Уцелевшие от разгрома районные штабы снова эвакуировались в горы и отдали приказ своим ополченцам снести в горы и укрыть там все оставшееся в ополчении оружие и патроны. Приказание это было немедленно исполнено, и, когда большевики стали производить в деревнях повальные обыски, они не могли найти ни одного пулемета, ни одной винтовки и ни одного патрона.
Вслед за этим большевики объявили в Сочинском округе мобилизацию 10-ти возрастов, рассчитывая таким распоряжением вырвать из рядов крестьянского ополчения большую половину бойцов. Но крестьяне, как и во времена владычества Добрармии, отказались подчиняться приказу о мобилизации, и все подлежавшие призыву ушли снова в горы.
Начался новый период «зеленого движения», которое большевики решили подавить самыми суровыми мерами. Прежде всего «особый отдел» арестовал оставшихся в деревнях жен, детей и родителей, ушедших в горы «зеленых».
Несколько сот таких заложников были отправлены в Екатеринодар и далее на севере, в центральную Россию, причем им было запрещено взять с собой что-либо из имущества, конфискованного для нужд красной армии.
Весть об этих арестах тотчас же разнеслась по всем прибрежным селениям, и началось новое повальное бегство в горы. Чтобы остановить такое переселение жителей прибрежных деревень, большевики арестовали по нескольку крестьян из каждого селения, объявили их заложниками и заявили, что в случае самовольного ухода остальных крестьян в горы — арестованные заложники будут немедленно расстреляны.
Однако все эти мероприятия нисколько не устрашили крестьян, решивших начать организованную борьбу за свое освобождение от власти чуждых населению и назначенных из Екатеринодара комиссаров.

══════

_Цель задания_. Переведите на английский язык предложение из отрывка о «зеленом движении»: «Начался новый период „зеленого движения“, которое большевики решили подавить самыми суровыми мерами».

══════

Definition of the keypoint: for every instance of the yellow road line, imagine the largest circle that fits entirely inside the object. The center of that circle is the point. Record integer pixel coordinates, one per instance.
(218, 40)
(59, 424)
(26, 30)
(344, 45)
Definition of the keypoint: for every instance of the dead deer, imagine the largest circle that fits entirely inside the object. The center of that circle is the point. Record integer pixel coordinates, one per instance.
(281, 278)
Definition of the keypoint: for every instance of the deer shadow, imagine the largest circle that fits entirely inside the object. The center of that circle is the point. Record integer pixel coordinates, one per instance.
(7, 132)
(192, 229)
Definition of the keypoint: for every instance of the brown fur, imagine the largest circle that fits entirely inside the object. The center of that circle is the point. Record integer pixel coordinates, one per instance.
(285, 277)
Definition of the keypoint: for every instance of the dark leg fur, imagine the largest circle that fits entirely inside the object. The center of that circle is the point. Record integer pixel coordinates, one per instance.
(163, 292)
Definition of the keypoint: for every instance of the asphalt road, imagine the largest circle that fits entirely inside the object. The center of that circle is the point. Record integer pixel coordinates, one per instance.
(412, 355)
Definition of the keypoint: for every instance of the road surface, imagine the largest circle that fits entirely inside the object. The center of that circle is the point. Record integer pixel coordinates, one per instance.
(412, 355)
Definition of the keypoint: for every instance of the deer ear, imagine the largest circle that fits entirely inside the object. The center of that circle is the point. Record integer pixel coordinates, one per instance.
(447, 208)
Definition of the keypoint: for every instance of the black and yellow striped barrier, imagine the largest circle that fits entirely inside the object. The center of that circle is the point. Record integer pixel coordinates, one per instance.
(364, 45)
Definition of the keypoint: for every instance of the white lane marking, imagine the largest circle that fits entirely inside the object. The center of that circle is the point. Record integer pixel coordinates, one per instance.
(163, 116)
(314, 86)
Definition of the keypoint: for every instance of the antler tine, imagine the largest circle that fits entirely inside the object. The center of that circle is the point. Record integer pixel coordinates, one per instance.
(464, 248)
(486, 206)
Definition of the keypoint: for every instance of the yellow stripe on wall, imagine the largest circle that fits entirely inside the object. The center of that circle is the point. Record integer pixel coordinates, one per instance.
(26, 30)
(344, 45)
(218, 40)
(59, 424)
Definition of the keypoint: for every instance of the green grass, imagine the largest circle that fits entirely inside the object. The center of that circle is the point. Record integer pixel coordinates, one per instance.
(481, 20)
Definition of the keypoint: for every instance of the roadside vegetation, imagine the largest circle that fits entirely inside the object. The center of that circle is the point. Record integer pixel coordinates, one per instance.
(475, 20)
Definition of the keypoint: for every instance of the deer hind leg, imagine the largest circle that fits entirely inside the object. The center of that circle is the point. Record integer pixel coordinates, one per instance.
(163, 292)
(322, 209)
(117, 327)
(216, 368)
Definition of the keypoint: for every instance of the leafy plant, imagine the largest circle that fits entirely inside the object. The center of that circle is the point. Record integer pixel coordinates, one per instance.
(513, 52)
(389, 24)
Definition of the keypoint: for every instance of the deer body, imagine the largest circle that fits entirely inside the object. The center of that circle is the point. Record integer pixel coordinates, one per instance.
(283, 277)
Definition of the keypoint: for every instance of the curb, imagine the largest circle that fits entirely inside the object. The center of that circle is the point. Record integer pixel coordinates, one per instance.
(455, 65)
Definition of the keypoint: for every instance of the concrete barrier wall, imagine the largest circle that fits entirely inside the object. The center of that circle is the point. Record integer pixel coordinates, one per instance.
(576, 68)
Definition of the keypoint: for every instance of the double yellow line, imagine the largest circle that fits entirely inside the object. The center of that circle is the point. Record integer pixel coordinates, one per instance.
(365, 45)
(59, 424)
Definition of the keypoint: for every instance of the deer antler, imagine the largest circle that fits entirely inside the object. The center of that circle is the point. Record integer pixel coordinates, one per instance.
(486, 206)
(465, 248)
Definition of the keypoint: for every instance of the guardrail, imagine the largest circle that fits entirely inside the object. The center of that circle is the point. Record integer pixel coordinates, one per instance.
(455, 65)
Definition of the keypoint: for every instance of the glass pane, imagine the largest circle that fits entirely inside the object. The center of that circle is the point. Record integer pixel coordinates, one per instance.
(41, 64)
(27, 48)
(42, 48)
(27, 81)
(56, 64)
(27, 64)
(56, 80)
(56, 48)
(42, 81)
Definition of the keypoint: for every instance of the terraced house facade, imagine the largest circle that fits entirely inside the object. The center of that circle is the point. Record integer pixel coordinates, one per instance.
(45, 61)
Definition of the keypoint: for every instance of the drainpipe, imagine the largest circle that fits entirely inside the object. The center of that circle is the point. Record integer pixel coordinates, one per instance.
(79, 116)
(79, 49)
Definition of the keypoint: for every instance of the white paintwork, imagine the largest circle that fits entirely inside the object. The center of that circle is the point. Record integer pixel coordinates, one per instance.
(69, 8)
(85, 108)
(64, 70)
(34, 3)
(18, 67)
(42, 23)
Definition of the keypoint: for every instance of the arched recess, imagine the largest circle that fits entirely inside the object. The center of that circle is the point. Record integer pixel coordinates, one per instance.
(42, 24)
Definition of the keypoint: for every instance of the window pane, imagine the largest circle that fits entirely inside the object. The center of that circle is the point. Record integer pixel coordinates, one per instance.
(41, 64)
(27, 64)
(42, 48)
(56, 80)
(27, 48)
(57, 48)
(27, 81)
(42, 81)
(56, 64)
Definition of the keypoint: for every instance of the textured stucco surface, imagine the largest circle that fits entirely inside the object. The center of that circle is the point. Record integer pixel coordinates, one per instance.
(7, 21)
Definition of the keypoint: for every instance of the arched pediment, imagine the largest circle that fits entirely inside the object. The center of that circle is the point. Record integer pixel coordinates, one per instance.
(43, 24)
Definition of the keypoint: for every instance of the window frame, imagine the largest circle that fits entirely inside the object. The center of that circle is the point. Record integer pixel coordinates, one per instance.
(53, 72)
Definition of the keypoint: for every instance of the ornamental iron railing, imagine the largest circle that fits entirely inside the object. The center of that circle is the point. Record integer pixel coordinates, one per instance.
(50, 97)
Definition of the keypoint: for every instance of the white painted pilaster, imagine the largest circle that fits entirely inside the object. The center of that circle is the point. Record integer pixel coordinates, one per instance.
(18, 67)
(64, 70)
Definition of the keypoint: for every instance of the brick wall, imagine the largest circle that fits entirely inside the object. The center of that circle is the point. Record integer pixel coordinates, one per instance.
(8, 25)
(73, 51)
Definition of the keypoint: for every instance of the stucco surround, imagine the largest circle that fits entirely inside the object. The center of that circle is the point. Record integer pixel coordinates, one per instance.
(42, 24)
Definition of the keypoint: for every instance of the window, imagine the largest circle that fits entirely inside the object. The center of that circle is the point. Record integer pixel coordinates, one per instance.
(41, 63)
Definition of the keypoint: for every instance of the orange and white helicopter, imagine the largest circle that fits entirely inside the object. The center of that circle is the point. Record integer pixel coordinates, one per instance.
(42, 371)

══════

_Правильный ответ_. A new period of the "Green movement" began, which the Bolsheviks decided to suppress with the harshest measures.